• The problem:
Write out all entries word for word.

• Supplied material:
____

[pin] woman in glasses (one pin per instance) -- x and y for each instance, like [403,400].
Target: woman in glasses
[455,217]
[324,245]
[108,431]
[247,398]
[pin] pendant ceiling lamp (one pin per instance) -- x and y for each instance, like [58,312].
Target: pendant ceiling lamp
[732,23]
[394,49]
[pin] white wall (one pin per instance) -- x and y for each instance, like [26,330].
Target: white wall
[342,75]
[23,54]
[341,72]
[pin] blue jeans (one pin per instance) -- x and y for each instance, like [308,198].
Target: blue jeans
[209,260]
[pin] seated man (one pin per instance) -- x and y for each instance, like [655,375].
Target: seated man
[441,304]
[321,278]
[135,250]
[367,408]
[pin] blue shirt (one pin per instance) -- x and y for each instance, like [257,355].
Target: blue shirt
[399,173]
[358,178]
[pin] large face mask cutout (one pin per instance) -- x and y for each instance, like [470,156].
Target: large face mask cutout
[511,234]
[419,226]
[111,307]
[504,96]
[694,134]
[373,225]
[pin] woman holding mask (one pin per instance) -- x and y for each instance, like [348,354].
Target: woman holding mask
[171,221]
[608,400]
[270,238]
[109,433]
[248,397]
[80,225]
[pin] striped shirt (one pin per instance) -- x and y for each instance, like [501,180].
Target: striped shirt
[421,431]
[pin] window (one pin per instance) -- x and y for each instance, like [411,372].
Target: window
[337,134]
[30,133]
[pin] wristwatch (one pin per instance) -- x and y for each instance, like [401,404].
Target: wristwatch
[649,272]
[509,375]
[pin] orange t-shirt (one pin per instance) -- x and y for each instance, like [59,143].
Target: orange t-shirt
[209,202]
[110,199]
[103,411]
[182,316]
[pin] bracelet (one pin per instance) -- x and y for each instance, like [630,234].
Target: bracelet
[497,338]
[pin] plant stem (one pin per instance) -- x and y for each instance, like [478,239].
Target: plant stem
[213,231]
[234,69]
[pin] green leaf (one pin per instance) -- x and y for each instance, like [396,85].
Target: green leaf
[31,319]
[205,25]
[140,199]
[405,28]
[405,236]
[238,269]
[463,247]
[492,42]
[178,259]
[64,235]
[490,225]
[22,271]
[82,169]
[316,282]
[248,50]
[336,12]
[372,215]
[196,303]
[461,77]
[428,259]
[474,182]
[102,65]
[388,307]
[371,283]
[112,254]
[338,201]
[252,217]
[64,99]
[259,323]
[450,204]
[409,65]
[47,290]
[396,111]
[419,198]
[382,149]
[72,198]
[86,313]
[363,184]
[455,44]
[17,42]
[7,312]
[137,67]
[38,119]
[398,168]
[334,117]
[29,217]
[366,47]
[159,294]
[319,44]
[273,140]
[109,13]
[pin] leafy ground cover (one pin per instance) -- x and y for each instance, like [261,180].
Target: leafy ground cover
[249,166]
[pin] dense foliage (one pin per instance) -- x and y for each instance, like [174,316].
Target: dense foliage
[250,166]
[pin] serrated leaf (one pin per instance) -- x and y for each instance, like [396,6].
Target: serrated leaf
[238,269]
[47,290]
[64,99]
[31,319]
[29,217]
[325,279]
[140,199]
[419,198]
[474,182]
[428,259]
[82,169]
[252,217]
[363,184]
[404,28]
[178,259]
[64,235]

____

• Exercise output:
[pin] woman in glasses (one pin per instance) -- x and y for each instance, like [403,400].
Target: woman in glasses
[455,217]
[324,245]
[108,431]
[247,398]
[pin] pendant ceiling lamp (one pin per instance) -- x and y for each instance, like [58,312].
Target: pendant ceiling lamp
[732,23]
[394,49]
[pin] white wall (one pin per instance) -- x and y for each instance, like [26,330].
Target: white wall
[342,75]
[23,54]
[341,72]
[pin] blue jeans (one pin per instance) -- x and y for each instance, like [308,198].
Target: blue jeans
[209,260]
[pin] seated man (one pin per instance) -- x and y for each instance, like [655,375].
Target: seated man
[441,304]
[321,278]
[135,250]
[367,408]
[pin] blue shirt (one pin per instance) -- x and y for each instance, like [257,355].
Target: blue shirt
[399,173]
[358,178]
[pin] large face mask cutout (one pin per instance) -- x and y for each instance, like [470,156].
Target: large face mask cutout
[511,234]
[419,226]
[111,307]
[504,96]
[694,134]
[373,225]
[pin] woman holding mask (one pin per instance) -- x and y for each instance, like [348,354].
Target: woman holding mask
[171,221]
[608,400]
[270,238]
[109,433]
[248,397]
[80,225]
[pin] striped shirt (one pin per instance) -- x and y for each instance, like [501,180].
Target: striped shirt
[421,431]
[pin] window (one pin per instance) -- x and y for each instance, like [411,372].
Target: window
[337,134]
[30,133]
[pin] wristwatch (one pin per instance) -- x and y for each instance, like [401,404].
Target: wristwatch
[649,272]
[509,375]
[pin] orange t-shirt (one pin per instance) -- x and y for each instance, like [59,143].
Target: orange t-shirt
[209,202]
[110,199]
[103,411]
[182,316]
[pin] bracelet (one pin per instance) -- x and y for each instance, like [630,234].
Target: bracelet
[497,338]
[pin] plant stem (one pin per instance) -- x and y for each instance, like [478,239].
Target: plant stem
[213,231]
[234,69]
[pin] green leaf (one pin per instance) -- x and y for each instance, like [396,85].
Target: green leaf
[31,319]
[205,25]
[140,199]
[405,28]
[405,236]
[238,269]
[463,247]
[492,42]
[178,259]
[64,235]
[490,225]
[22,271]
[82,169]
[316,282]
[248,50]
[336,12]
[372,215]
[196,303]
[461,77]
[428,259]
[474,182]
[102,65]
[388,307]
[371,283]
[112,254]
[338,201]
[252,217]
[64,99]
[259,323]
[450,204]
[409,65]
[47,290]
[396,111]
[419,198]
[382,149]
[72,198]
[86,313]
[363,184]
[455,44]
[17,42]
[7,312]
[137,67]
[38,119]
[398,168]
[334,117]
[29,217]
[366,47]
[159,294]
[319,44]
[273,140]
[109,13]
[pin] leafy ground cover (one pin per instance) -- x and y for each instance, like [261,180].
Target: leafy ground cover
[249,166]
[pin] dense foliage (one pin per instance) -- x and y for each instance, like [174,316].
Target: dense foliage
[250,166]
[pin] serrated leaf (one pin per instance) -- x and y for each instance, like [396,6].
Target: serrated leaf
[238,269]
[47,290]
[64,99]
[31,319]
[29,217]
[325,279]
[140,199]
[419,198]
[474,182]
[428,259]
[82,169]
[252,217]
[363,184]
[404,28]
[178,259]
[64,235]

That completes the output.